Exercise details » Using the entries below, output exactly the lines from the one containing "Mark the available soon banner." through the final line, both included, and no others.

===

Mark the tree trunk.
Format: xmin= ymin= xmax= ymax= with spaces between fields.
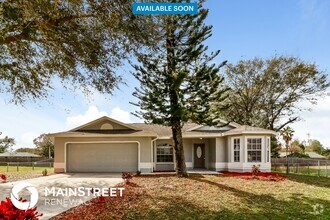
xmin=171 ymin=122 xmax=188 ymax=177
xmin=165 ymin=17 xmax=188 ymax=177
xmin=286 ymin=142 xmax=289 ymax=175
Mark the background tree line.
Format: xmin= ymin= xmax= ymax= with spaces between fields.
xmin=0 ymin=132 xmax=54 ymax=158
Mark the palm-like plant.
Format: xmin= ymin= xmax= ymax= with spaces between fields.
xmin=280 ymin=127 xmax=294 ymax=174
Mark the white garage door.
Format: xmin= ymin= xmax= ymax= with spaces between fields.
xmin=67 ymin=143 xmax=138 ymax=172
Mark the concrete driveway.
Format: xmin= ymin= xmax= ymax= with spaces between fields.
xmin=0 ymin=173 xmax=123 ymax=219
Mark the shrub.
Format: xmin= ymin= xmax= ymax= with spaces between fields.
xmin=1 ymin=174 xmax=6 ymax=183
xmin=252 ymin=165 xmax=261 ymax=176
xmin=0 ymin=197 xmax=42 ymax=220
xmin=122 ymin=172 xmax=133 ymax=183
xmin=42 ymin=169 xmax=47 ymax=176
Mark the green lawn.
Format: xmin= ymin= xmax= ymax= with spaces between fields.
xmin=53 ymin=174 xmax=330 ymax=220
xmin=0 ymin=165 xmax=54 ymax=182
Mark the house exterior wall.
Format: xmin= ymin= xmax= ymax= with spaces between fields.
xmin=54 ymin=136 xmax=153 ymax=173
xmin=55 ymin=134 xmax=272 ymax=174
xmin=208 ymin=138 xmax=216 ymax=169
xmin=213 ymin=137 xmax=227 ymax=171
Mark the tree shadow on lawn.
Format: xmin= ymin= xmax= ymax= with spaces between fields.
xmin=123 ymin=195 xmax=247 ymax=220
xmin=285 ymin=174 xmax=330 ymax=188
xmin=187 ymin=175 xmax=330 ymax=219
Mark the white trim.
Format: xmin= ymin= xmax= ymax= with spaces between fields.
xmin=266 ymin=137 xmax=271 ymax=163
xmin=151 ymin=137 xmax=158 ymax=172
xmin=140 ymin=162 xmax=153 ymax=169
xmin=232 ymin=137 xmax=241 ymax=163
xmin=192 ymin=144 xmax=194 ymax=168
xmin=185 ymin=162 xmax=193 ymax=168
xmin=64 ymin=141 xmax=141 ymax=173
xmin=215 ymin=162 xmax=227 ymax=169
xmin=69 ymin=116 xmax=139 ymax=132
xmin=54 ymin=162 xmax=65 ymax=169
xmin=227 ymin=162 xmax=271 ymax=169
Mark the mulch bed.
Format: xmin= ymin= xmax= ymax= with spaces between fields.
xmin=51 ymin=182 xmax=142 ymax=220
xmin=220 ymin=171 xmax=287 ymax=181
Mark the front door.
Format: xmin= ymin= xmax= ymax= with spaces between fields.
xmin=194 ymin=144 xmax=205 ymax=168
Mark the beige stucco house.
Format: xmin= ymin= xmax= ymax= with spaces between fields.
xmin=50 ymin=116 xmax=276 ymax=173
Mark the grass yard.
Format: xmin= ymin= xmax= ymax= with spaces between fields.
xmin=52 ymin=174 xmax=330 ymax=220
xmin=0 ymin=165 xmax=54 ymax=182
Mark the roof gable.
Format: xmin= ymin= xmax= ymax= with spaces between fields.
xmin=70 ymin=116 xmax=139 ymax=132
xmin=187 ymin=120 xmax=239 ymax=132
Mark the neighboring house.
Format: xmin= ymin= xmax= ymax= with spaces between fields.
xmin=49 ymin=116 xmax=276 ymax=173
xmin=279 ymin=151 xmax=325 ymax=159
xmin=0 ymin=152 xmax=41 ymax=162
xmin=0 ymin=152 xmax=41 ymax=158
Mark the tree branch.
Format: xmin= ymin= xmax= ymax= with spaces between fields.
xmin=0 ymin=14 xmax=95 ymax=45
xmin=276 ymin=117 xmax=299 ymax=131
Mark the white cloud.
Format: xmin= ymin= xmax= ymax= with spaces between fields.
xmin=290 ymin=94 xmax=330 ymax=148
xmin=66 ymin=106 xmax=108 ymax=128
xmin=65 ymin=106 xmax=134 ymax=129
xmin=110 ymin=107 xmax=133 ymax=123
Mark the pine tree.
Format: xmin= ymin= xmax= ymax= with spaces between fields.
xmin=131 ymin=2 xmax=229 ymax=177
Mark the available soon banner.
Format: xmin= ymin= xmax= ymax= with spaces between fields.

===

Solution to the problem »
Mark the available soon banner.
Format: xmin= ymin= xmax= ymax= with spaces between fields.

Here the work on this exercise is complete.